__Supplied data__:
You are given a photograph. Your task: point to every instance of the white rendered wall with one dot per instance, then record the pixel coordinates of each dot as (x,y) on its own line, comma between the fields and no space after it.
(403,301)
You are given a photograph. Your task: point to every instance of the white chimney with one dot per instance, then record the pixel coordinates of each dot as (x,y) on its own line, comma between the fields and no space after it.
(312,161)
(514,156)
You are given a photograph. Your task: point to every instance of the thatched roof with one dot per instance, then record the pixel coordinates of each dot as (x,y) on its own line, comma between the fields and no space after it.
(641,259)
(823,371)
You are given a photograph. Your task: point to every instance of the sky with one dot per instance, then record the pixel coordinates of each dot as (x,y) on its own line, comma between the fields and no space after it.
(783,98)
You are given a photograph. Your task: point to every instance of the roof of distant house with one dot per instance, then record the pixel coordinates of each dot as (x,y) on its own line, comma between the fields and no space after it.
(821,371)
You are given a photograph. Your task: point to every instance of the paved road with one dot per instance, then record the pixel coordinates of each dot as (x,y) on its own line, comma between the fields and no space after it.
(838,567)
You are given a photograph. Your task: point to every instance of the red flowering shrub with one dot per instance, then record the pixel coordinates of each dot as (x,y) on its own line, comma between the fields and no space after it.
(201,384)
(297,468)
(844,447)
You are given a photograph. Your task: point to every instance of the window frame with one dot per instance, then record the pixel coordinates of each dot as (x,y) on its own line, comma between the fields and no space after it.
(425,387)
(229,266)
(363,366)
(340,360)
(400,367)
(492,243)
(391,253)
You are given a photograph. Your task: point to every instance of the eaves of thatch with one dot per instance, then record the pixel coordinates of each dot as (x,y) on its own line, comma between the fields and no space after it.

__Given instruction__:
Can you return all of the lines above verbatim, with nothing added, dropped, or changed?

__Result below__:
You are given a photograph. Your task: point to every instance of the white rendered wall with one dot per instance, then record the pixel coordinates of each dot as (x,y) on its own line, comma between the fields and no space after it.
(403,301)
You are given a photograph. Your task: point to every instance of the white chimney with one dot per instance, then record the pixel coordinates of each dot as (x,y) on its own line, comma between the fields and no space after it.
(312,161)
(514,156)
You are given a photograph. Your task: point to every instance of the thatched roof with one dot per instance, then record the pixel coordinates of each dot as (x,y) on its own line, comma between the fields and no space after it.
(641,259)
(823,371)
You are given a photograph. Your task: point to every instance of the sky with one dot per instance, then record the pixel coordinates of each dot as (x,y) on its own line, comma between the fields and no space after it.
(783,98)
You are given a photograph. Your task: point to every instance of the roof of distant house with one dot per instance, then record the pixel coordinates of each dot as (x,y) on its own line, comma between the fields and no space after it.
(821,371)
You are given a photograph. Your task: point to every instance of the paved road with one dot per instance, then record the pixel coordinates of each dot as (x,y) on its own line, comma between the fields and no space after it.
(838,567)
You are given a photograph. Your task: point to every instance of the red flowering shrub with one dot per instance, then record the pixel coordinates of each dot as (x,y) on its own line, comma between the fields and no space after it.
(201,384)
(297,468)
(844,447)
You are given a photograph. Your task: point to every instance of the window frame with one dot per instance, then record the pixel coordinates of each dot as (x,y) on its own line, comma between the fields and no space after it.
(425,387)
(229,266)
(363,366)
(340,360)
(400,367)
(492,243)
(391,253)
You are given a photograph. Your task: point to every instance of the eaves of thatch with one dot per instance, then record the pixel coordinates of each dot as (x,y) on its own line, comma between the fields and no space after it.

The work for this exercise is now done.